▶ Data shown:

● ● ● ● ●

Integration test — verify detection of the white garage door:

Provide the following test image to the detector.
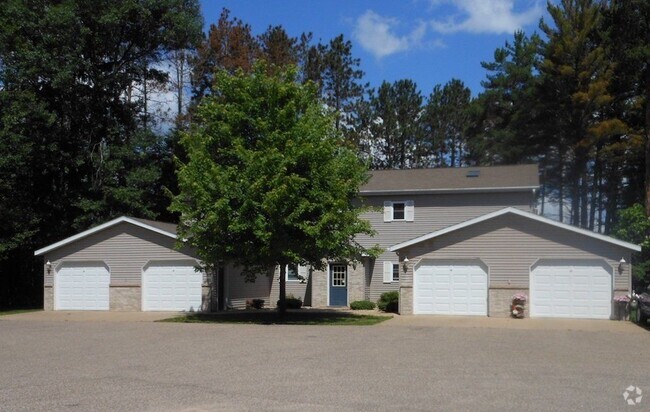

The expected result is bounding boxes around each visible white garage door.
[414,262,487,315]
[142,262,203,311]
[55,262,110,310]
[531,260,612,319]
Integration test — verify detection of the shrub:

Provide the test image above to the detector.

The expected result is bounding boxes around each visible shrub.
[377,291,399,313]
[246,299,265,309]
[278,294,303,309]
[350,300,376,310]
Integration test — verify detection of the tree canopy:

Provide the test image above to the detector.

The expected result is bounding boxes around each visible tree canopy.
[171,64,376,310]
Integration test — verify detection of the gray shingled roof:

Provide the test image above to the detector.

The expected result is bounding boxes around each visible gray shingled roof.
[131,217,177,235]
[360,164,539,194]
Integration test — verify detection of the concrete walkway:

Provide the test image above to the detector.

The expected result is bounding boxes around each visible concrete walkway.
[1,310,180,322]
[3,309,647,334]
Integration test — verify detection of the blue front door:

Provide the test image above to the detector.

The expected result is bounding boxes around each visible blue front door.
[329,264,348,306]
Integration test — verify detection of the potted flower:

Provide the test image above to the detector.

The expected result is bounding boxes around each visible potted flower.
[613,295,630,320]
[511,293,527,319]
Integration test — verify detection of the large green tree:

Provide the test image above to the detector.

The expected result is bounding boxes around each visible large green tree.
[361,79,423,169]
[171,64,375,313]
[471,31,542,166]
[538,0,622,226]
[422,79,472,167]
[0,0,202,308]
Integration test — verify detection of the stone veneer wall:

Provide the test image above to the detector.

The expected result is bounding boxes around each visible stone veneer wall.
[110,286,141,311]
[348,263,365,304]
[310,263,365,307]
[398,286,413,315]
[489,288,528,318]
[44,286,53,310]
[310,268,327,307]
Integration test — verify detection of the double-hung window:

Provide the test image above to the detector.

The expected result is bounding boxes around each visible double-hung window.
[383,261,400,283]
[383,200,414,222]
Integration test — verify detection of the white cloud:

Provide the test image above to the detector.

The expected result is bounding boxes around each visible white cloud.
[429,0,543,34]
[353,10,428,59]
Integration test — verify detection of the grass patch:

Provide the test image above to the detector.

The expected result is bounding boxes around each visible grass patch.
[0,309,41,317]
[159,310,391,326]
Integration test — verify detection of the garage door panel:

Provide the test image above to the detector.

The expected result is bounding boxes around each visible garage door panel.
[531,261,612,319]
[414,262,487,316]
[143,262,202,311]
[55,263,110,310]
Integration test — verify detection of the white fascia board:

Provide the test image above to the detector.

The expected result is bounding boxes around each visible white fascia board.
[34,216,177,256]
[360,186,539,196]
[389,207,641,252]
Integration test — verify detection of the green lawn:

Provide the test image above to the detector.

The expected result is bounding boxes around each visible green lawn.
[0,309,41,317]
[160,310,392,326]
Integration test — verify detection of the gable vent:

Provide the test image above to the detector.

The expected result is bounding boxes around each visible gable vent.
[466,170,480,178]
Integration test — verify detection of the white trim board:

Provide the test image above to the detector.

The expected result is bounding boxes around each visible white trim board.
[360,186,539,196]
[35,216,177,256]
[389,207,641,252]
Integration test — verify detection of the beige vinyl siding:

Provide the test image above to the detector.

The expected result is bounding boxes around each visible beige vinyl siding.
[401,214,631,291]
[269,266,311,306]
[359,191,535,301]
[44,222,201,287]
[226,264,273,309]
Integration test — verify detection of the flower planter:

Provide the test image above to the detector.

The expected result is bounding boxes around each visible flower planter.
[511,293,528,319]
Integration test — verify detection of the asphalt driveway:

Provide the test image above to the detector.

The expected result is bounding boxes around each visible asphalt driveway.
[0,314,647,411]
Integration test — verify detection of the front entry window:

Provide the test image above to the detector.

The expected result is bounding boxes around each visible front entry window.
[331,264,346,287]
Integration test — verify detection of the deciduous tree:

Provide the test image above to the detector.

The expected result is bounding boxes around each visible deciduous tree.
[172,64,376,313]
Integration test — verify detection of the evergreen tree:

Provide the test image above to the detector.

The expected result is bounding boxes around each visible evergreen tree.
[538,0,621,226]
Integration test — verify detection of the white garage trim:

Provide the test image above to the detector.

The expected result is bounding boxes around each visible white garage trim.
[141,259,204,312]
[54,261,110,310]
[413,259,489,316]
[34,216,177,256]
[530,259,613,319]
[389,207,641,252]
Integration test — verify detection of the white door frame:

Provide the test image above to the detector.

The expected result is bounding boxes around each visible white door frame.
[326,262,350,307]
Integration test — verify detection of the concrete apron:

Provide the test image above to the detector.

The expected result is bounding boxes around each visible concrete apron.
[1,311,181,322]
[384,314,647,334]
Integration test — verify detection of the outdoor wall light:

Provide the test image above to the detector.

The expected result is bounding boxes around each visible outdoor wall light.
[618,257,626,274]
[46,260,52,274]
[402,257,409,273]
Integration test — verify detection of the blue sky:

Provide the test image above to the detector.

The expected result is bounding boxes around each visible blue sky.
[200,0,549,96]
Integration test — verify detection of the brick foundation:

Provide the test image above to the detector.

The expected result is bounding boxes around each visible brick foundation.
[110,286,141,311]
[44,286,53,310]
[489,288,528,318]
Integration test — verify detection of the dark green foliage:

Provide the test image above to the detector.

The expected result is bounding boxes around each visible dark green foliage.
[377,291,399,313]
[247,299,265,310]
[278,296,303,310]
[612,204,650,286]
[0,0,202,308]
[350,300,376,310]
[172,63,376,313]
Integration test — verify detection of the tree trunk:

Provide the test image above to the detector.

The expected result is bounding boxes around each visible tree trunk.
[559,153,564,223]
[646,70,650,217]
[278,264,287,316]
[580,171,589,229]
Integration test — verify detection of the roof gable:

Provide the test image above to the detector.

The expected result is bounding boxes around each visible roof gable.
[34,216,177,256]
[361,164,539,195]
[389,207,641,252]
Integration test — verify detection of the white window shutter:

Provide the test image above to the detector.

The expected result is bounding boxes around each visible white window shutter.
[405,200,414,222]
[383,201,393,222]
[383,261,393,283]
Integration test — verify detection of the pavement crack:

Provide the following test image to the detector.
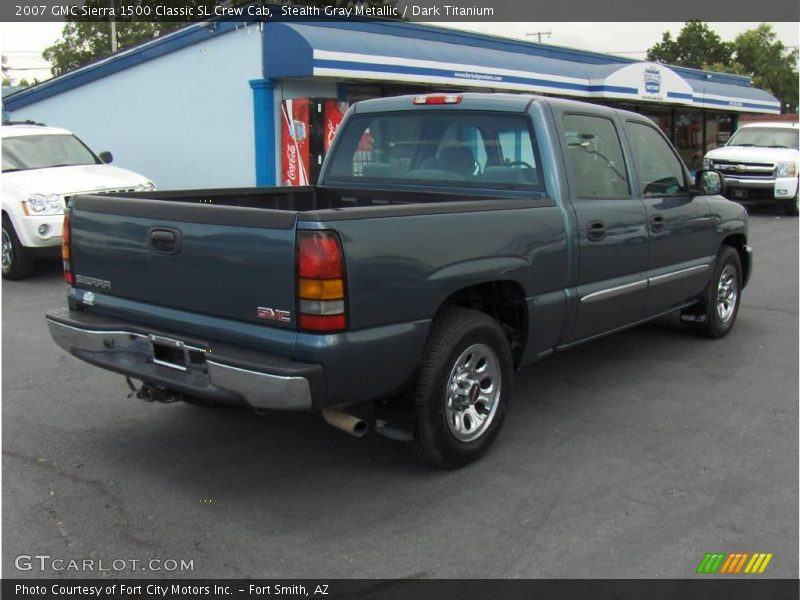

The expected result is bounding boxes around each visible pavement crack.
[3,449,160,551]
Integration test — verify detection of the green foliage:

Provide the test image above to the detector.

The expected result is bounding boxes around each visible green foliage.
[733,24,798,113]
[2,55,10,86]
[648,21,799,113]
[646,21,734,69]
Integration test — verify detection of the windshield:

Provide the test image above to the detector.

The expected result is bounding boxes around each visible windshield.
[726,127,799,149]
[325,111,544,191]
[2,134,100,172]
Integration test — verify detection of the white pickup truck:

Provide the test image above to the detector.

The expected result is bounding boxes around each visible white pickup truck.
[2,121,155,279]
[703,121,799,216]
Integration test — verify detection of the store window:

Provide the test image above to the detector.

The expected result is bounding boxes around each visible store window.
[674,110,704,171]
[706,113,734,152]
[639,107,673,141]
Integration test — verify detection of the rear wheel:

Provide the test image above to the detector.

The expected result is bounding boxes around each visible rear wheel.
[405,307,513,469]
[2,215,35,280]
[692,246,742,339]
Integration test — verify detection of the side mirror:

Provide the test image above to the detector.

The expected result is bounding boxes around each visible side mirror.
[695,169,724,195]
[98,151,113,164]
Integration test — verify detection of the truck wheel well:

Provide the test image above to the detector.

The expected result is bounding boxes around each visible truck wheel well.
[439,281,527,367]
[722,234,749,285]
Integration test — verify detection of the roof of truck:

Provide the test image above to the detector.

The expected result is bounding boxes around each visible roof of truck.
[352,92,642,122]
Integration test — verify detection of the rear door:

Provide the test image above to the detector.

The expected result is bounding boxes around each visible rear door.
[623,119,717,316]
[557,112,649,342]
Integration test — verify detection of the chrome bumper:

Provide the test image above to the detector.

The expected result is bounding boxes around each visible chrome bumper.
[46,313,316,410]
[724,177,775,190]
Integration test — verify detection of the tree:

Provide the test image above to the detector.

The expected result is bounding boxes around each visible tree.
[733,24,798,114]
[646,21,733,69]
[43,1,224,76]
[44,0,398,76]
[647,22,799,114]
[2,55,11,86]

● ● ● ● ●

▶ Task description:
Look above for the line that contains "Integration test — verify detection of the potted". Starting there, transcribe every line exactly until you have copied the line that contains "Integration test — verify detection of the large".

▶ Task output:
Integration test — verify detection of the potted flower:

Provide the test image above to the detector.

The expected result is bounding boxes around each visible potted flower.
[613,295,630,320]
[511,293,527,319]
Integration test — verify detection of the large green tree:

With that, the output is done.